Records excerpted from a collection
++++++++++++++++++++

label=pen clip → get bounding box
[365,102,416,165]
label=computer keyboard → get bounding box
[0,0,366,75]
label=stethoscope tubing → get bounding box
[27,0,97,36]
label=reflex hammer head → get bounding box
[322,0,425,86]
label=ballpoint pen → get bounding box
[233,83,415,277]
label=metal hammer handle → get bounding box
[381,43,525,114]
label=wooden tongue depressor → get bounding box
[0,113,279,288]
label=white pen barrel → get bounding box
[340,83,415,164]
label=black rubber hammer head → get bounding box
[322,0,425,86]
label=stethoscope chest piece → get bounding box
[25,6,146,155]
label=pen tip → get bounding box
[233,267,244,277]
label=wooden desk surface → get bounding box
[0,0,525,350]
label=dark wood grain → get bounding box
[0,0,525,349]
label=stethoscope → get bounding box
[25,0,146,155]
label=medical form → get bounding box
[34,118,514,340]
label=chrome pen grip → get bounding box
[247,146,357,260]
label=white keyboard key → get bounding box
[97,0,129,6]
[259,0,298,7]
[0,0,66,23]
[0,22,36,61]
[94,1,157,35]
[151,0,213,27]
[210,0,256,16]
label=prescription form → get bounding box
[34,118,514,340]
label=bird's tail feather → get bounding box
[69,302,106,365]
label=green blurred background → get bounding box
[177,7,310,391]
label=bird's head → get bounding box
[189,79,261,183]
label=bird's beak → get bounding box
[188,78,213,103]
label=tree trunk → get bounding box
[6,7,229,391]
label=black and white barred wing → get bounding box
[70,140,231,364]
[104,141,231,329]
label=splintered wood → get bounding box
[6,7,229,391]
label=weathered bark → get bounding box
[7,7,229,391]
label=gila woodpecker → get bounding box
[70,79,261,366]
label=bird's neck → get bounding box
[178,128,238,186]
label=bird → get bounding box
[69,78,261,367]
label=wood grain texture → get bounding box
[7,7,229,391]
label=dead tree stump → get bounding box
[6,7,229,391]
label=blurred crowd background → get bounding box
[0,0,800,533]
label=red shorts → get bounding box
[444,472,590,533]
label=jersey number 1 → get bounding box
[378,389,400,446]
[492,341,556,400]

++++++++++++++++++++

Lay out every line above as a Markdown table with two columns, No. and Line. Number each row and leave out blank lines.

| No. | Line |
|---|---|
| 1 | label=pen clip → get bounding box |
| 2 | [365,102,416,165] |
| 3 | label=computer keyboard → get bounding box |
| 4 | [0,0,366,75] |
| 5 | label=stethoscope tubing → get bounding box |
| 6 | [27,0,97,36] |
| 7 | label=reflex hammer head → get bounding box |
| 8 | [322,0,425,86] |
| 9 | label=ballpoint pen → get bounding box |
| 10 | [233,83,415,277] |
| 11 | label=metal hammer handle → get bounding box |
| 12 | [381,43,525,114] |
| 13 | label=wooden tongue depressor → get bounding box |
| 14 | [0,113,279,288] |
| 15 | label=white pen barrel → get bounding box |
| 16 | [340,83,415,164] |
| 17 | label=black rubber hammer head → get bounding box |
| 18 | [322,0,425,86] |
| 19 | label=stethoscope chest piece → get bounding box |
| 20 | [25,6,146,155] |
| 21 | label=pen tip → get bounding box |
| 22 | [233,267,244,277] |
| 23 | label=wooden desk surface → get bounding box |
| 24 | [0,0,525,350] |
| 25 | label=dark wood grain → get bounding box |
| 26 | [0,0,525,349] |
| 27 | label=stethoscope → get bounding box |
| 28 | [25,0,146,155] |
| 29 | label=medical form → get bounding box |
| 30 | [34,118,514,340] |
| 31 | label=chrome pen grip → get bounding box |
| 32 | [247,146,357,260] |
| 33 | label=white keyboard key → get bounding box |
| 34 | [97,0,129,6] |
| 35 | [259,0,298,7] |
| 36 | [0,0,66,23] |
| 37 | [0,22,36,61] |
| 38 | [94,1,157,35] |
| 39 | [151,0,213,27] |
| 40 | [210,0,256,16] |
| 41 | label=prescription form → get bounding box |
| 42 | [34,118,514,340] |
| 43 | label=bird's tail feather → get bounding box |
| 44 | [69,302,106,365] |
| 45 | label=green blurred background → get bounding box |
| 46 | [177,7,310,391] |
| 47 | label=bird's head → get bounding box |
| 48 | [189,79,261,183] |
| 49 | label=bird's beak → get bounding box |
| 50 | [188,78,213,103] |
| 51 | label=tree trunk → get bounding box |
| 52 | [6,7,229,391] |
| 53 | label=black and white barred wing → get bounding box |
| 54 | [70,140,231,364] |
| 55 | [104,141,231,329] |
| 56 | label=splintered wood → get bounding box |
| 57 | [6,7,229,391] |
| 58 | label=weathered bark → get bounding box |
| 59 | [7,7,229,391] |
| 60 | label=gila woodpecker → get bounding box |
| 61 | [70,79,261,366] |
| 62 | label=bird's neck → get bounding box |
| 63 | [178,128,238,186] |
| 64 | label=bird → get bounding box |
| 65 | [69,78,261,367] |
| 66 | label=wood grain texture → get bounding box |
| 67 | [7,7,229,391] |
| 68 | label=dead tree stump → get bounding box |
| 69 | [6,7,229,391] |
| 70 | label=blurred crowd background → get bounding box |
| 71 | [0,0,800,533] |
| 72 | label=red shorts → get bounding box |
| 73 | [444,472,590,533] |
| 74 | label=jersey number 1 → get bounding box |
| 75 | [378,389,400,446] |
| 76 | [492,341,556,400] |